Copy out the items below again, swapping every "instance" for "object" and keeping everything else the same. Don't include the pictures.

[Dataset records]
────────────────────

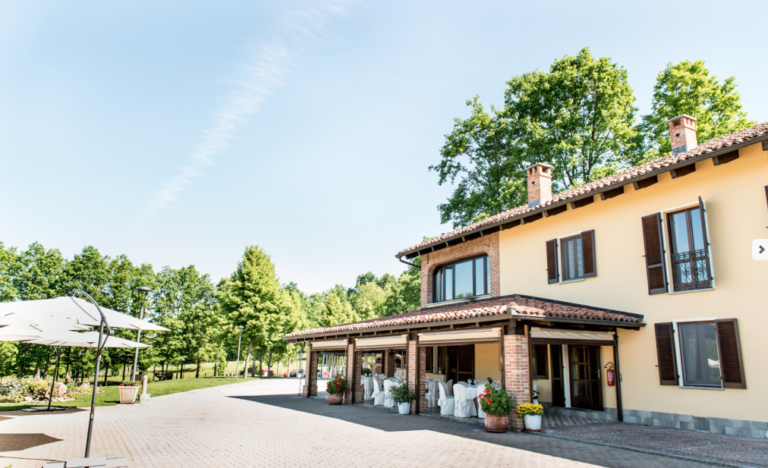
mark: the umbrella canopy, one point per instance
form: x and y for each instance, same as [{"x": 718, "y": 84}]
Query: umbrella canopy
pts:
[
  {"x": 85, "y": 340},
  {"x": 68, "y": 313},
  {"x": 19, "y": 333}
]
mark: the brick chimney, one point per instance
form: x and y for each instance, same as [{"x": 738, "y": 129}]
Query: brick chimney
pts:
[
  {"x": 682, "y": 133},
  {"x": 539, "y": 184}
]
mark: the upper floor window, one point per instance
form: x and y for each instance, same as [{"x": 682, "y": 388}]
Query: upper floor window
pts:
[
  {"x": 467, "y": 278},
  {"x": 689, "y": 257},
  {"x": 576, "y": 257}
]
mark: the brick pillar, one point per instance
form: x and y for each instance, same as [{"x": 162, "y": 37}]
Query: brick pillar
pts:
[
  {"x": 358, "y": 385},
  {"x": 517, "y": 372},
  {"x": 414, "y": 382},
  {"x": 423, "y": 403},
  {"x": 310, "y": 379},
  {"x": 351, "y": 374}
]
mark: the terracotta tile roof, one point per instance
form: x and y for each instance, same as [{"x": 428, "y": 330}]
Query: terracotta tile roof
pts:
[
  {"x": 620, "y": 178},
  {"x": 511, "y": 305}
]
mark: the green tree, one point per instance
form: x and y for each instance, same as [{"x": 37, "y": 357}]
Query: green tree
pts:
[
  {"x": 578, "y": 117},
  {"x": 482, "y": 154},
  {"x": 251, "y": 298},
  {"x": 688, "y": 88},
  {"x": 336, "y": 310}
]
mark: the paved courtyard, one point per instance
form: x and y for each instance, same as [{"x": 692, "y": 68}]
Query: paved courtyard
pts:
[{"x": 263, "y": 423}]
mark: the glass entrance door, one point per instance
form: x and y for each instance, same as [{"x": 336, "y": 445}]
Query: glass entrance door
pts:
[{"x": 585, "y": 377}]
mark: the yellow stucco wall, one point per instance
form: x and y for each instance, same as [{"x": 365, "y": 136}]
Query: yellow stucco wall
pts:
[
  {"x": 487, "y": 358},
  {"x": 734, "y": 195}
]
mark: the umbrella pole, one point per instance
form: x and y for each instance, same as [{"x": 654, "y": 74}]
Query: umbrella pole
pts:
[
  {"x": 55, "y": 374},
  {"x": 93, "y": 395}
]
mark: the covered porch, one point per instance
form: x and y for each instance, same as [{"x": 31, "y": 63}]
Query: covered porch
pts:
[{"x": 532, "y": 348}]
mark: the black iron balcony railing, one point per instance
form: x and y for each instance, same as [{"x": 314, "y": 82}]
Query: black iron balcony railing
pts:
[{"x": 691, "y": 270}]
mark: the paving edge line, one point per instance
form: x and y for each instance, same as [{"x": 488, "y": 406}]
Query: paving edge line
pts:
[{"x": 650, "y": 452}]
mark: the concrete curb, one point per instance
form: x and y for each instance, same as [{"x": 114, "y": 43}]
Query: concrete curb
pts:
[{"x": 646, "y": 451}]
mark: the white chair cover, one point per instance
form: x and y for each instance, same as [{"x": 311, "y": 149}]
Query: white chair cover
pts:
[
  {"x": 388, "y": 401},
  {"x": 465, "y": 407},
  {"x": 447, "y": 403},
  {"x": 378, "y": 393},
  {"x": 434, "y": 392},
  {"x": 368, "y": 385}
]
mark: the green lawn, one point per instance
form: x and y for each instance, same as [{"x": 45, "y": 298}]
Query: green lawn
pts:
[{"x": 110, "y": 396}]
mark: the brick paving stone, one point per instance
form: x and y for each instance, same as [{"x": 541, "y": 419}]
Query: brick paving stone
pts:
[
  {"x": 715, "y": 447},
  {"x": 263, "y": 423}
]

────────────────────

[Result below]
mark: the umbrella canopy, one point per object
form: x and y for each object, same as [{"x": 718, "y": 84}]
Query: umbrella canopy
pts:
[
  {"x": 85, "y": 340},
  {"x": 68, "y": 313},
  {"x": 19, "y": 333}
]
mark: the brick chimney, one point per object
form: x and y for each object, same as [{"x": 738, "y": 129}]
Query: brick chimney
pts:
[
  {"x": 682, "y": 133},
  {"x": 539, "y": 184}
]
mark: the upper floor window, one point per object
form: x and y for each object, same as [{"x": 682, "y": 388}]
Query: upper floor window
pts:
[
  {"x": 467, "y": 278},
  {"x": 689, "y": 257},
  {"x": 576, "y": 257}
]
mark: the brick pillar, one point per object
form: x and y for each object, same as [{"x": 162, "y": 37}]
Query: brick pillar
pts:
[
  {"x": 358, "y": 385},
  {"x": 517, "y": 372},
  {"x": 414, "y": 382},
  {"x": 423, "y": 403},
  {"x": 310, "y": 379},
  {"x": 351, "y": 374}
]
mark: the terracotta tile roof, one point per object
form: x and y for each object, same as [{"x": 428, "y": 330}]
Query: terracotta tile roof
pts:
[
  {"x": 620, "y": 178},
  {"x": 511, "y": 305}
]
mark: the green tree, one point per object
form: x and y for each object, same as [{"x": 37, "y": 357}]
Query: green tree
pts:
[
  {"x": 578, "y": 117},
  {"x": 482, "y": 154},
  {"x": 251, "y": 298},
  {"x": 688, "y": 88},
  {"x": 336, "y": 310}
]
mark: the paved courtyard, one point per object
form: x and y for each object, same as [{"x": 692, "y": 68}]
Query: paved courtyard
pts:
[{"x": 263, "y": 423}]
mark: the glass entrance door, one point per object
form: x and y for each object, same as [{"x": 336, "y": 445}]
Query: glass entrance door
pts:
[{"x": 585, "y": 377}]
mark: the yellow stucco wall, one point per object
form: x and y for each object, same as [{"x": 365, "y": 136}]
Query: yellow stucco wall
pts:
[
  {"x": 487, "y": 358},
  {"x": 734, "y": 195}
]
mark: the umbrella pole, one point per object
form: x and y for each object, same as [{"x": 654, "y": 74}]
Query: umbrella pole
pts:
[
  {"x": 55, "y": 374},
  {"x": 93, "y": 395}
]
mark: the covered porch, one point per object
form: x and y for each object, same as [{"x": 31, "y": 63}]
Query: covered porch
pts:
[{"x": 532, "y": 348}]
mark: the black iron balcony railing, one point per object
form: x and y for each object, same as [{"x": 314, "y": 82}]
Query: black iron balcony railing
pts:
[{"x": 691, "y": 270}]
mark: the paving edge line, one point per object
form: x and y for each object, same as [{"x": 488, "y": 406}]
Query: paving edge line
pts:
[{"x": 650, "y": 452}]
mark: the concrete curb, one point per object
form: x and y for each object, same as [{"x": 114, "y": 43}]
Query: concrete curb
pts:
[{"x": 646, "y": 451}]
mark: the white chair cover, one point per object
form: x and y for each object, same as [{"x": 311, "y": 149}]
Query: white chair cover
pts:
[
  {"x": 388, "y": 401},
  {"x": 465, "y": 407},
  {"x": 447, "y": 403},
  {"x": 378, "y": 393},
  {"x": 434, "y": 392},
  {"x": 368, "y": 385}
]
mark: the green lawn, one point per object
form: x and y for each object, same as [{"x": 45, "y": 298}]
Query: green lawn
pts:
[{"x": 110, "y": 396}]
mark: the brick paving stone, one point per object
form: x and y for each object, same as [{"x": 541, "y": 419}]
Query: brick paving stone
pts:
[
  {"x": 715, "y": 447},
  {"x": 263, "y": 423}
]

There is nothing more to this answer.